> [The problem]: Please update the lines from the one with "FIND: seated student" up to and including the one with "[178,344,207,396]", changing "Produce" to "Return" and leaving everything else the same.
begin Raw data
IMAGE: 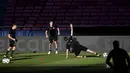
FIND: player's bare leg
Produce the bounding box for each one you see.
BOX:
[10,46,16,58]
[54,41,58,54]
[87,49,101,56]
[48,43,52,54]
[4,47,12,57]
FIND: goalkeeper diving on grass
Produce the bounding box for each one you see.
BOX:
[66,24,101,58]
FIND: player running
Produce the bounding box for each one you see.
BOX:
[66,24,101,58]
[45,21,60,54]
[4,24,17,58]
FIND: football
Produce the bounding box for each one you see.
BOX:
[2,58,10,64]
[103,52,108,58]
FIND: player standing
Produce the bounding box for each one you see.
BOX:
[66,24,100,58]
[45,21,60,54]
[4,24,17,58]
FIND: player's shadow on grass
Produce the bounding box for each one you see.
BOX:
[11,57,32,61]
[84,55,100,57]
[12,54,43,61]
[0,64,113,73]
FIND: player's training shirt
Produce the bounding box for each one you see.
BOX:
[48,26,57,36]
[9,29,16,39]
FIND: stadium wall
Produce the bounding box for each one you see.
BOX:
[0,36,130,52]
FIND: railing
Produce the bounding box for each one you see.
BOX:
[0,26,70,36]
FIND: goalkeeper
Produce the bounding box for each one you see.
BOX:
[66,24,101,58]
[4,24,17,58]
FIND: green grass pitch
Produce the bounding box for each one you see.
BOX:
[0,52,129,73]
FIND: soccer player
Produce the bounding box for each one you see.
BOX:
[45,21,60,54]
[4,24,17,58]
[66,24,100,58]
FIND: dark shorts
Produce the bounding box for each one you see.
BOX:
[75,45,88,56]
[49,36,58,43]
[9,40,16,47]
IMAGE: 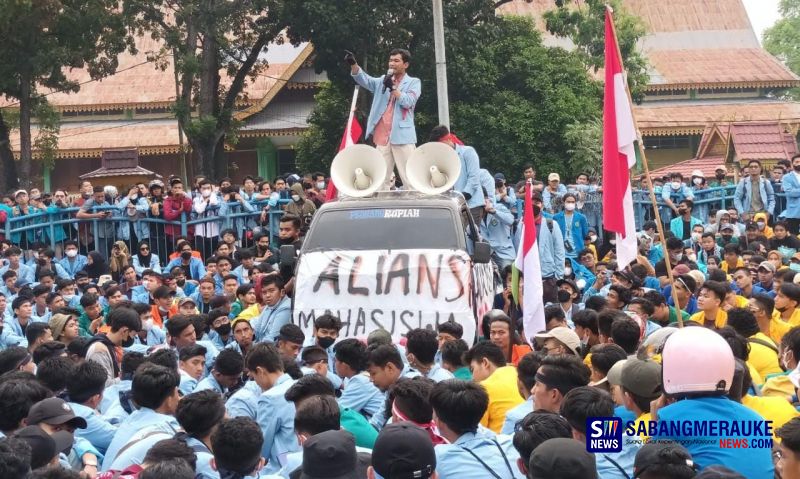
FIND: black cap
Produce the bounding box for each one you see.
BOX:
[633,441,694,479]
[12,426,74,469]
[372,422,436,479]
[28,398,86,429]
[528,437,597,479]
[300,430,359,479]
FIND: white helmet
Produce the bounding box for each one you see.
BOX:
[661,326,736,394]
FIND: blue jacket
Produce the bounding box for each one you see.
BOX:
[553,210,589,258]
[352,69,422,145]
[669,216,703,239]
[781,172,800,218]
[453,145,484,208]
[733,175,772,215]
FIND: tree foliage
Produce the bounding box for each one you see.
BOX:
[0,0,128,187]
[122,0,286,178]
[289,0,602,178]
[544,0,649,102]
[764,0,800,101]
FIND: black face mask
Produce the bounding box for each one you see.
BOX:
[557,289,572,303]
[122,337,134,348]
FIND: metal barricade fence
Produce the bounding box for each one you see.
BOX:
[3,200,291,266]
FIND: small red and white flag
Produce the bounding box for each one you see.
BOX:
[325,86,364,201]
[514,183,545,342]
[603,9,638,269]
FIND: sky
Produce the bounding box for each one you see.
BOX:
[744,0,780,41]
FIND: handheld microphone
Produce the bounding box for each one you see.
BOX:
[383,68,394,93]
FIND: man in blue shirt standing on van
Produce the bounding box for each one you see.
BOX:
[352,48,422,190]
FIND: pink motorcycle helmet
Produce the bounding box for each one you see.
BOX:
[661,326,736,395]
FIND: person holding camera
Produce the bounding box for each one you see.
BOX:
[344,48,422,190]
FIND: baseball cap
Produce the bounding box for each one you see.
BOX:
[534,326,581,355]
[372,422,436,479]
[13,426,75,469]
[28,398,86,429]
[300,430,359,479]
[620,359,661,400]
[758,261,776,273]
[606,359,628,386]
[633,440,695,479]
[528,437,597,479]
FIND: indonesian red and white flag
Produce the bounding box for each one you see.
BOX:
[603,10,637,269]
[514,183,545,341]
[325,87,364,201]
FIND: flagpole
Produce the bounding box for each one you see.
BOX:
[606,5,694,328]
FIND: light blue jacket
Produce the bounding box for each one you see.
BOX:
[514,218,566,279]
[352,68,422,145]
[553,210,589,258]
[733,176,775,215]
[256,374,301,474]
[453,145,484,208]
[252,296,292,343]
[337,373,386,418]
[781,172,800,218]
[434,428,525,479]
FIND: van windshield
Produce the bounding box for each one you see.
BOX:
[303,208,464,251]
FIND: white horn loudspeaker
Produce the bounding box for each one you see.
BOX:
[331,145,386,197]
[406,141,461,195]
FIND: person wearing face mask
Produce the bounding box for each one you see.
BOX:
[669,200,703,241]
[86,307,142,387]
[553,193,589,258]
[661,171,694,223]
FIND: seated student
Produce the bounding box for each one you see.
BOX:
[253,274,290,349]
[175,390,225,478]
[406,328,453,382]
[390,376,447,446]
[102,363,180,471]
[367,344,419,431]
[442,339,472,381]
[334,338,385,418]
[67,361,117,454]
[561,386,639,479]
[98,351,144,424]
[513,410,572,476]
[500,353,541,434]
[434,321,464,366]
[285,374,378,449]
[178,344,207,396]
[194,349,244,395]
[464,343,524,433]
[211,417,265,478]
[275,323,306,359]
[429,378,522,479]
[728,308,783,378]
[247,343,300,473]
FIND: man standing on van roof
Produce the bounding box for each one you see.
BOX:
[344,48,422,190]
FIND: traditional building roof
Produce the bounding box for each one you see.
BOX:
[633,98,800,136]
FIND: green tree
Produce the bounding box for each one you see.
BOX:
[0,0,127,188]
[544,0,649,102]
[122,0,286,178]
[764,0,800,100]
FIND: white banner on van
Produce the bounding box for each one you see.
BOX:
[294,250,484,344]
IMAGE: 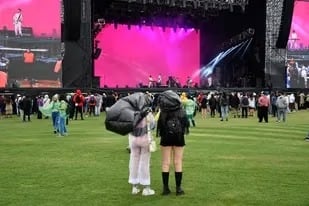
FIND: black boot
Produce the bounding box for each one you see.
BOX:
[162,172,171,195]
[175,172,185,195]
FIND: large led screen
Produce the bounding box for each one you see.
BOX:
[0,0,62,88]
[286,1,309,88]
[94,24,200,88]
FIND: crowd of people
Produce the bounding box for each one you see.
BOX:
[0,90,309,196]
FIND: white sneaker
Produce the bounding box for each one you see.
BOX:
[142,188,155,196]
[132,187,141,195]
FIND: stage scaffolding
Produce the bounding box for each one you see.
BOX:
[264,0,286,88]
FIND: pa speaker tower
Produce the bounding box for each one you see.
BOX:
[63,0,81,41]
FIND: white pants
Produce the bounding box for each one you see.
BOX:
[14,22,23,36]
[129,134,151,185]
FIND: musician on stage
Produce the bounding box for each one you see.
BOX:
[148,75,154,88]
[157,74,162,87]
[290,30,299,49]
[13,9,23,36]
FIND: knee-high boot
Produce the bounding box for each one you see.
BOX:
[162,172,171,195]
[175,172,185,195]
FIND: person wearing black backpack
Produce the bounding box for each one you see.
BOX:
[157,90,190,195]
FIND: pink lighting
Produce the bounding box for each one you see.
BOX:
[0,0,61,38]
[94,25,200,87]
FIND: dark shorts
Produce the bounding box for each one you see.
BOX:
[160,135,186,147]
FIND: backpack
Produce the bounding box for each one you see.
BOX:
[89,97,95,104]
[158,90,182,111]
[241,97,249,106]
[75,95,82,104]
[166,116,183,137]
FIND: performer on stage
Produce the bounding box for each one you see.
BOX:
[148,75,154,88]
[13,9,23,36]
[290,30,299,49]
[157,74,162,87]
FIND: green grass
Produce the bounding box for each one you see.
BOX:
[0,111,309,206]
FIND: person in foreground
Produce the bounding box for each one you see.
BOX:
[129,108,155,196]
[157,90,189,195]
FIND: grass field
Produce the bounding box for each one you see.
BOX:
[0,111,309,206]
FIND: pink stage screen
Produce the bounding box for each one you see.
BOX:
[288,1,309,49]
[286,1,309,88]
[0,0,62,88]
[94,25,200,87]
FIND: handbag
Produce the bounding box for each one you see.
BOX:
[149,137,157,152]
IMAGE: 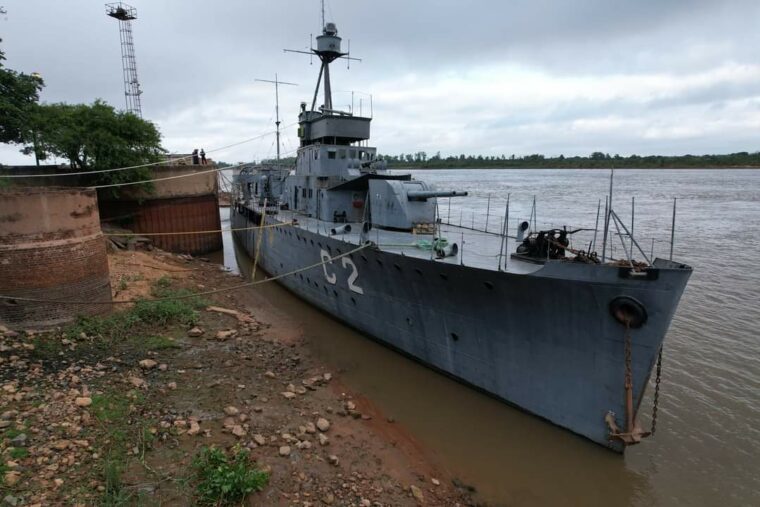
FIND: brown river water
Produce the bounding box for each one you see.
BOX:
[211,170,760,506]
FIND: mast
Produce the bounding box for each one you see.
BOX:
[283,18,361,112]
[254,74,298,167]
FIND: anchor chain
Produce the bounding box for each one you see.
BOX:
[649,347,662,436]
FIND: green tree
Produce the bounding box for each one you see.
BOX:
[0,33,44,144]
[23,100,164,196]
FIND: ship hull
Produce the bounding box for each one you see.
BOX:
[231,209,690,452]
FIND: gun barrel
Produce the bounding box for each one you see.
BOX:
[406,190,467,201]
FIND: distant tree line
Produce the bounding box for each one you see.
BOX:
[380,151,760,169]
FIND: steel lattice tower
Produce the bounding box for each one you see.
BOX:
[106,2,142,117]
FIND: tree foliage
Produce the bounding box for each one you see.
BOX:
[0,34,44,143]
[381,151,760,169]
[23,100,164,195]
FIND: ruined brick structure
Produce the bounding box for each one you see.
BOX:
[0,187,111,329]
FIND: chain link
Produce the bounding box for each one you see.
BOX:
[650,347,662,436]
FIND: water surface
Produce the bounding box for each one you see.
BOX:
[215,169,760,506]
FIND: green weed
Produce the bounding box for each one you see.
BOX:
[8,447,29,459]
[193,447,269,505]
[143,336,182,350]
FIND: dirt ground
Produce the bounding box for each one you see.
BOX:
[0,250,472,507]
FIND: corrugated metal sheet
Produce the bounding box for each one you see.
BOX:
[100,194,222,255]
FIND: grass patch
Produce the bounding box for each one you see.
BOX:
[8,447,29,459]
[193,446,269,505]
[90,393,130,424]
[63,277,208,340]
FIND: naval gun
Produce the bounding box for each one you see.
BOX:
[369,179,467,231]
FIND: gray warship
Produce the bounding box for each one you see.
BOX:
[231,23,692,453]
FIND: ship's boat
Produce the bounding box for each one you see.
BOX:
[231,19,692,452]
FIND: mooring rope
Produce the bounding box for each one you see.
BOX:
[0,122,297,178]
[0,242,373,305]
[103,222,298,237]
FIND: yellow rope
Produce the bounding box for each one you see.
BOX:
[0,242,374,305]
[103,222,296,236]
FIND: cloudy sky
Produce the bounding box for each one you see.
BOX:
[0,0,760,163]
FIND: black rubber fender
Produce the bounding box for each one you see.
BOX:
[610,296,649,329]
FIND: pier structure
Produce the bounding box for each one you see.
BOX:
[0,187,111,329]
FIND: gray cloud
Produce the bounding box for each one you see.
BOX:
[0,0,760,161]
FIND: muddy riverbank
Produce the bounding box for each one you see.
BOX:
[0,251,471,506]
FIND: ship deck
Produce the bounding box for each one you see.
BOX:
[268,211,542,274]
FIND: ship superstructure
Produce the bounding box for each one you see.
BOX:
[232,19,691,451]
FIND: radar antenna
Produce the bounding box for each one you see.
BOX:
[283,20,362,111]
[254,74,298,167]
[106,2,142,117]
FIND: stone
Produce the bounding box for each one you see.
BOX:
[317,417,330,432]
[187,326,205,338]
[53,440,71,451]
[138,359,158,370]
[187,421,201,436]
[74,396,92,407]
[11,433,27,447]
[5,471,21,486]
[409,484,425,503]
[214,329,237,342]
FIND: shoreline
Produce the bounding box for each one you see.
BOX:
[0,245,472,506]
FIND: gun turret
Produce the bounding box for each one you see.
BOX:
[406,190,467,201]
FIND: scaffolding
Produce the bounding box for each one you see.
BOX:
[106,2,142,117]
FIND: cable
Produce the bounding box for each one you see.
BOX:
[0,122,298,178]
[0,242,373,305]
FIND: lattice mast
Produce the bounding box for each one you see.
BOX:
[106,2,142,117]
[255,74,298,167]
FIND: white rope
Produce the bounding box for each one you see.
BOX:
[0,123,296,178]
[0,242,373,305]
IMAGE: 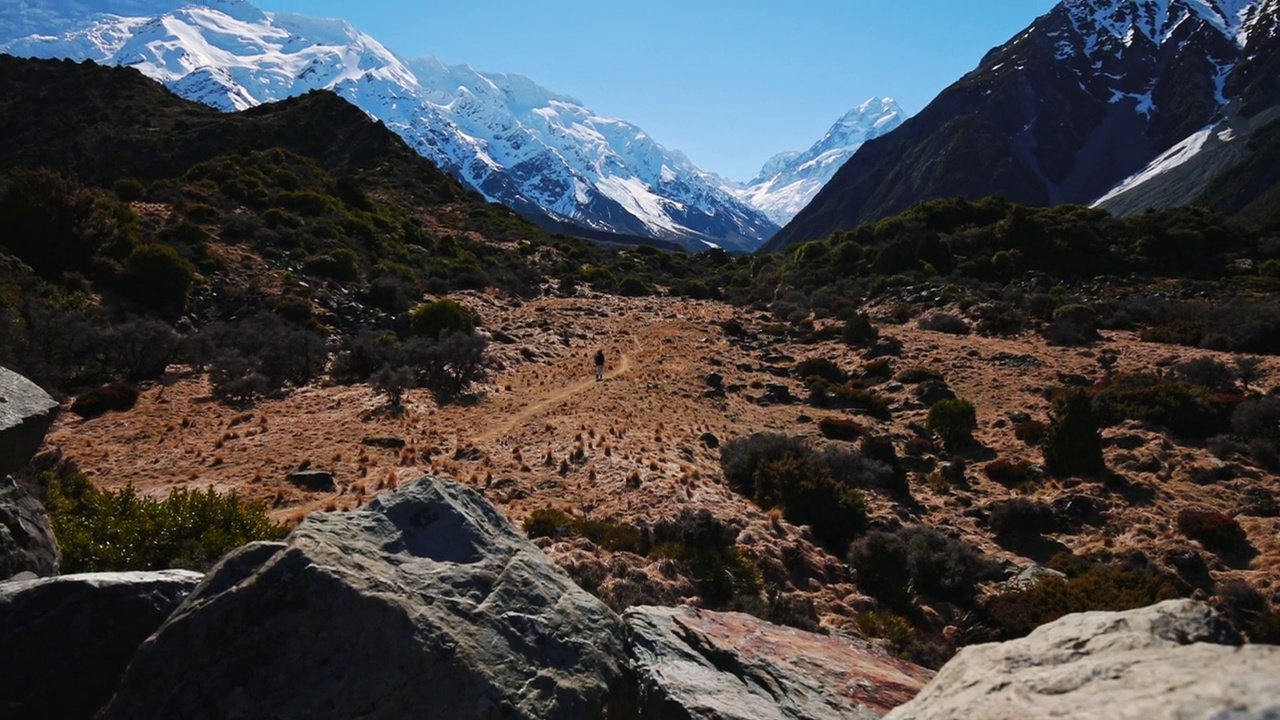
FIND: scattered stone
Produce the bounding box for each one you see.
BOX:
[623,606,932,720]
[0,478,61,576]
[884,600,1280,720]
[0,368,58,477]
[0,570,202,720]
[285,470,338,492]
[101,477,634,720]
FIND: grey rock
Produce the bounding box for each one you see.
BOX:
[0,570,201,720]
[0,478,61,579]
[285,470,338,492]
[101,477,627,720]
[0,368,58,477]
[623,606,932,720]
[884,600,1280,720]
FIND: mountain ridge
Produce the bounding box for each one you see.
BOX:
[0,0,777,251]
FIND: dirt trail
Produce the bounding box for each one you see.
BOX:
[476,352,631,442]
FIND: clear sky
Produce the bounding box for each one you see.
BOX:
[253,0,1056,179]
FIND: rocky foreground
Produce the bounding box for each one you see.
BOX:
[0,477,1280,720]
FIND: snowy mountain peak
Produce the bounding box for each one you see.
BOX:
[0,0,777,251]
[723,97,906,225]
[1062,0,1257,47]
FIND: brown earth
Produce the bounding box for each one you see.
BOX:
[40,288,1280,632]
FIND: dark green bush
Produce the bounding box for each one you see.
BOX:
[987,566,1178,639]
[120,242,196,313]
[42,473,285,573]
[794,357,847,383]
[70,383,138,420]
[924,397,978,447]
[982,457,1038,488]
[641,510,760,609]
[410,297,476,338]
[897,368,942,384]
[991,497,1057,538]
[818,418,867,442]
[849,525,996,607]
[1178,509,1249,553]
[1041,389,1106,477]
end Raw data
> [Final result]:
FIND: seated student
Return the bounding box for each one you see.
BOX:
[253,274,290,349]
[175,390,225,478]
[406,328,453,382]
[390,376,447,446]
[102,363,180,471]
[367,344,419,431]
[442,339,472,381]
[334,338,385,418]
[67,361,117,454]
[561,386,639,479]
[98,351,144,424]
[513,410,572,476]
[500,353,541,434]
[434,321,464,366]
[285,374,378,449]
[178,344,207,396]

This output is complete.